■ Selected passage ■
....................

# Chaos Cultist just a fad?



## Starship Trooper

I'm new to Chaos (Codex should be hear on Monday!) and I cant help but notice that all the lists I see have Cultist as troop choices instead of CSM's? Just the hot new thing or is there a solid reason?

Would love for some Chaos players to compare and contrast the two units.

Thanks!


----------



## Tim/Steve

They're cheap and allow you to spend more points on the shiny new options that people want to have a crack at... I'm sure that it'll settle down and we'll have cult marines in themed list or the standard CSM back with mebbe a cheap cultist unit to hold objective.
...
...
... but time will tell.


----------



## MidnightSun

My regular gaming partner's running mainly Marked, Icon-ed CSM as Troops with a degree of success (Fearless Nurgle CSM make Guardsmen sad  ). I think Cultists are being used because they're new and omgawesome and Space Wolves and Imperial Guard had cheap troops and are wtfpwn so any army with cheap troops is omg op. At least, I think that's the internet theory. The practical theory is that people stop relying on Cultists when they realise that 40 Cultists is two turn's shooting away from leaving you with no way to actually win the mission short of tabling.

Midnight


----------



## Iron_Freak220

I'm not a fan of the cultists personally. But I've never been a fan of anything less than T4 and not wearing power armor. I prefer a more elite and resilient army to a horde. It generally requires more strategy to win.

The cultists have really nothing special about them. They are cannon fodder and that's all. You can try to use them as cheap objective holders until you realize how easy they run. They have no special morale tricks and a terrible leadership so it won't take much to dislodge them. You can spend the points on a Dark Apostle to join them, but then you've wasted the points on the Dark Apostle because he's also terrible. You could put a lord in there but then you're wasting the Lord's potential.

....................

■ Records provided ■
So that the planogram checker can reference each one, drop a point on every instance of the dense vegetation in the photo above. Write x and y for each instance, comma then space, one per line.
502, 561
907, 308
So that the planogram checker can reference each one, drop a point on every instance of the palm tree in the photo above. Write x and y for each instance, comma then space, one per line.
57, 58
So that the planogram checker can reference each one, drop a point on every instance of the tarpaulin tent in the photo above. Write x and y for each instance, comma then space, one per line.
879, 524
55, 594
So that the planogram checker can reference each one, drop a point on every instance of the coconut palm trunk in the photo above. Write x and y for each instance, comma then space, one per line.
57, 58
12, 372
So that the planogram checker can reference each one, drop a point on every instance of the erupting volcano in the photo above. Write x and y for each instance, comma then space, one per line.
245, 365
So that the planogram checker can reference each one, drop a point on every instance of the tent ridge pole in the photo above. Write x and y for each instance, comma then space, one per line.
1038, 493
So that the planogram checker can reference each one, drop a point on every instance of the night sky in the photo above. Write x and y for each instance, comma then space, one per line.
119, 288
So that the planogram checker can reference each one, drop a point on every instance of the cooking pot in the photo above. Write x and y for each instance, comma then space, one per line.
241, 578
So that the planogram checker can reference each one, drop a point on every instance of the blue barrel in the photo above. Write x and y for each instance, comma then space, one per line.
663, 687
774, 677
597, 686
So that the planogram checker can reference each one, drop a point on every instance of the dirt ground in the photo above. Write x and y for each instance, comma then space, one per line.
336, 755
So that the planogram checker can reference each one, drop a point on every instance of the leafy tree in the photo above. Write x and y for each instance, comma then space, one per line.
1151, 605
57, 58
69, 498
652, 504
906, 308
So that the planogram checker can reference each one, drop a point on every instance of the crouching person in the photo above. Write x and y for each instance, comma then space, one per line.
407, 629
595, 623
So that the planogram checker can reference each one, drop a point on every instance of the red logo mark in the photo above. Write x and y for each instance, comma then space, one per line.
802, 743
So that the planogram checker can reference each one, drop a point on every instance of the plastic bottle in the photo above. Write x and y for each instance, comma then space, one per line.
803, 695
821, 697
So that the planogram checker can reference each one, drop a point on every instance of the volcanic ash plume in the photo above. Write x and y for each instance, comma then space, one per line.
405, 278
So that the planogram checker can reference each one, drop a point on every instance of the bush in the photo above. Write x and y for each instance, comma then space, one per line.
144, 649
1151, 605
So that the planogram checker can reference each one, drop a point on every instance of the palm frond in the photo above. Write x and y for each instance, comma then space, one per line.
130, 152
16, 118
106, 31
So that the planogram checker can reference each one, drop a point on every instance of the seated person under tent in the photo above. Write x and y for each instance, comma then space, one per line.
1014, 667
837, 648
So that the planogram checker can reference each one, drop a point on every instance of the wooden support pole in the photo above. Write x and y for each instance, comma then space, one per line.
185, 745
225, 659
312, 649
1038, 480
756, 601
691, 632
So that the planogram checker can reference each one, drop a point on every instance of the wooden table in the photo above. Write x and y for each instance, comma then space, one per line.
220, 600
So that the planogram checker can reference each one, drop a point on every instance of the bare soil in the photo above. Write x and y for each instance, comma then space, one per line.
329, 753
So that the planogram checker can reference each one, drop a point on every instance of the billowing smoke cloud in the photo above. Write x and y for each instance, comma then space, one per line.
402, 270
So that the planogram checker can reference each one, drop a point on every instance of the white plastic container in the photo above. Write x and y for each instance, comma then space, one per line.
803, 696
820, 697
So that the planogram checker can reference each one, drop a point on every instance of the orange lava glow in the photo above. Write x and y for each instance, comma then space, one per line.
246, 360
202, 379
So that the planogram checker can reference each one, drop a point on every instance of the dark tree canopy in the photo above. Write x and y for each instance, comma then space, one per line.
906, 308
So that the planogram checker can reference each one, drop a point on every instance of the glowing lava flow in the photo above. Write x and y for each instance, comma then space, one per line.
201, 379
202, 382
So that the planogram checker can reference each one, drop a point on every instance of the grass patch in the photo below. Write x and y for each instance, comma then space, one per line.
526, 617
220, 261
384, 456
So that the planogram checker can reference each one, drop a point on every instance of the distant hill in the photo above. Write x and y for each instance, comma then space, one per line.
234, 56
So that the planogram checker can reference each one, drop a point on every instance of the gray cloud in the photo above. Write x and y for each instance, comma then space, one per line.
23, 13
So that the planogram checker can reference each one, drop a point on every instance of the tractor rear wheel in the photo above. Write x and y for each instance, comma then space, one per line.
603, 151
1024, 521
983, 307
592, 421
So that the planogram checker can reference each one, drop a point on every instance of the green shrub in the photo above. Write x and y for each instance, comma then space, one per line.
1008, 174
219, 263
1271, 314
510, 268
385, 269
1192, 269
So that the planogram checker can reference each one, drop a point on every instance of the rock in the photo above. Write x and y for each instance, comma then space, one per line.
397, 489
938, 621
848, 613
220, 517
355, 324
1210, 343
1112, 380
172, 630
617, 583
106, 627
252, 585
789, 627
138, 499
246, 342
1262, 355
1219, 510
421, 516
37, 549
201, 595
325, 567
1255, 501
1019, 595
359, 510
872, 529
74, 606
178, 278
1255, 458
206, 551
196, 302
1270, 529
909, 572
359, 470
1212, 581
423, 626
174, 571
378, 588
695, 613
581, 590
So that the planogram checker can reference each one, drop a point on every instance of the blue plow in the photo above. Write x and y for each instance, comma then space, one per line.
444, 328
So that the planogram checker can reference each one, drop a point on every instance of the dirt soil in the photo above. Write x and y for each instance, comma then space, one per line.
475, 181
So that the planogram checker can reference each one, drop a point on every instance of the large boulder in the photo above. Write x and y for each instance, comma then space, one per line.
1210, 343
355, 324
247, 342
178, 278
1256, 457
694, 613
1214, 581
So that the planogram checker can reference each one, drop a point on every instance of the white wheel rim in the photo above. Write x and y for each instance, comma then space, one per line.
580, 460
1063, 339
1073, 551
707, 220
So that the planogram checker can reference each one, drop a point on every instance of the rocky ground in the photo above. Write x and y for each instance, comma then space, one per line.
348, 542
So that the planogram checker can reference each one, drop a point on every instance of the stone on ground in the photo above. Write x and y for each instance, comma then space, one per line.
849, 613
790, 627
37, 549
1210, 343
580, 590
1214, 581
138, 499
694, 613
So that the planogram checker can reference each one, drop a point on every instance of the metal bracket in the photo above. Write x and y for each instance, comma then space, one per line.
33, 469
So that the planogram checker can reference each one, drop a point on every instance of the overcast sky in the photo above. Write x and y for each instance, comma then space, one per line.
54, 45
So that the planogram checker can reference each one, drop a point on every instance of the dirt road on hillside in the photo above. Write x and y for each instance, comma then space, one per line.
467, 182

....................

■ Work to be completed ■
In the Chaos Cultist thread, what does MidnightSun's regular gaming partner mainly run as Troops? Answer from the Chaos Cultist thread alone, without the items.

■ Complete answer ■
Marked, Icon-ed CSM.